READING TEXT
╭──

Technical Considerations
All experimentation is done in TensorFlow using an NVIDIA GeForce GTX 1080Ti GPU. The standard normal initialization method is used to initialize the network with a difference of 0.02 batch size of 3 as a cross-entropy loss function, and Adam as the optimizer was implemented.
Overtraining is avoided by evaluating the similarity between the validation and training sets throughout the network training process. Further choosing the training model with the best performance and trying to have the best value of this similarity by calculating the dice coefficient.
RESULTS AND DISCUSSION
It is observed that the OCT image produced poor segmentation compared to the OCT-A image. It is essential to point out that this segmentation is not acceptable because the distinction between the FAZ and the veins cannot be differentiated in the image; only an image with a black background and some white reliefs are observed. In Figure 4, we support this, and the applied metrics are presented after a comparison.
In the case of OCT, in a visual evaluation of Figure 4, it is impossible to locate the FAZ or the veins in the resulting image (c). Despite showing an accuracy of 88.42%, there is no correct segmentation. High precision in the OCT images is due to the nature of the images; that is, we can see that the validation image (b) has a black background, which is why it shows an acceptable precision when evaluating. In the case of OCT-A, in the resulting image (c), it is possible to visualize the two elements of interest, the FAZ, and the veins. Even though errors are shown in the segmentation in said segmentation, the clarity is apparent in the image, and it is evident.
Table 1 and Figure 5 compare the network implementation of two data sets prepared in the same condition. As we can see, OCT-A retinal imaging presents better results.
Earlier mentioned, a second training cycle (Table 2) was applied to this technique. The main change is that the mask does not contain vessels (only the FAZ), our area of interest.
Tested this second training and the architectures, the results show us that in the case of the FAZ, the metrics validate that the best segmentation was through training with the ResU-Net network. Furthermore, visual assessment (Figure 6) is confirmation that the feature is fully segmented.
Furthermore, the performance obtained from the networks in the validation data is shown in Table 3. The ResU-Net network is observed to be better than the U-Net under the abovementioned metrics.
Issue | Method | DICE (%) | JAC (%) | BACC (%) | PRE (%) | REC (%) |
---|---|---|---|---|---|---|
FAZ | U-Net | 85.18 | 76.43 | 92.65 | 88.07 | 85.44 |
ResU-Net | 89.99 | 89.36 | 93.63 | 92.59 | 93.61 |
On the other hand, for the veins, the network that gives the best results after the training is the FCN shown in Figure 7, where it is possible to observe in the same way as in the case of the FAZ. In this isolated segmentation, the mask (GT) only shows the blood vessels, and the result of this change gives a segmentation with the distinction of the veins in the image.
Figure 7 and Table 4 correspond to the RV feature, and we can observe and confirm that the FCN segmentation is the have the best metrics and is also affirmed under the visual test segmentation.
CONCLUSIONS
According to our segmentation results, it was better to implement a DL model separately for each characteristic. This may be because the characteristics differ a lot from each other. For each neural network, RV segmentation and FAZ segmentation were implemented separately. Manual segmentation was performed on the ground truth (GT) images. Using GT images with isolated segmentation allows the network to perform validation that only focuses on the desired feature. We compare state-of-the-art segmentation methods, including U-Net, ResU-Net, and FCN, for the FAZ segmentation. ResU-Net gives us a similarity percentage with the actual segmentation image of almost 90%. As for the RVs, the similarity is close to 86% using the FCN network. The obtained results are satisfactory enough to be used in the application or detection of these patterns for disease detection.

╰──

WHAT TO WORK ON
1. Translate this sentence from the text on retinal image segmentation into Spanish: "Manual segmentation was performed on the ground truth (GT) images."
2. According to the text on retinal image segmentation, which GPU was used for all experimentation?

DATA EXTRACTS
╭──

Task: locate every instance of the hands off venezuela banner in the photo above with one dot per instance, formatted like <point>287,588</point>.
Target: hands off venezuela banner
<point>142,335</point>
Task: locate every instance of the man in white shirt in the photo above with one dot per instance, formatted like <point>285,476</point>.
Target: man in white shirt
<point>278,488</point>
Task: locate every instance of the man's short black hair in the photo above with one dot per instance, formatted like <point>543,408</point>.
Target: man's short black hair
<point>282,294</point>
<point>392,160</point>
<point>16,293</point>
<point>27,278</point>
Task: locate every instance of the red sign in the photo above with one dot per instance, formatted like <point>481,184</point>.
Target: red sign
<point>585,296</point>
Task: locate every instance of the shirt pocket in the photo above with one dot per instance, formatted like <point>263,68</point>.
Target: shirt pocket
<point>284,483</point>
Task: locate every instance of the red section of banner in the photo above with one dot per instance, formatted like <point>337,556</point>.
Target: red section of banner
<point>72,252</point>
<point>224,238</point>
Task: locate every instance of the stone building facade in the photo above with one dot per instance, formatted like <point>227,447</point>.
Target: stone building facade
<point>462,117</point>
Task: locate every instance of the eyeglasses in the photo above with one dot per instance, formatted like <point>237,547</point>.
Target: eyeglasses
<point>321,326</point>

╰──

SOLUTIONS TO EACH TASK
1. Se realizó la segmentación manual en las imágenes de verdad de referencia (GT).

2. An NVIDIA GeForce GTX 1080Ti GPU.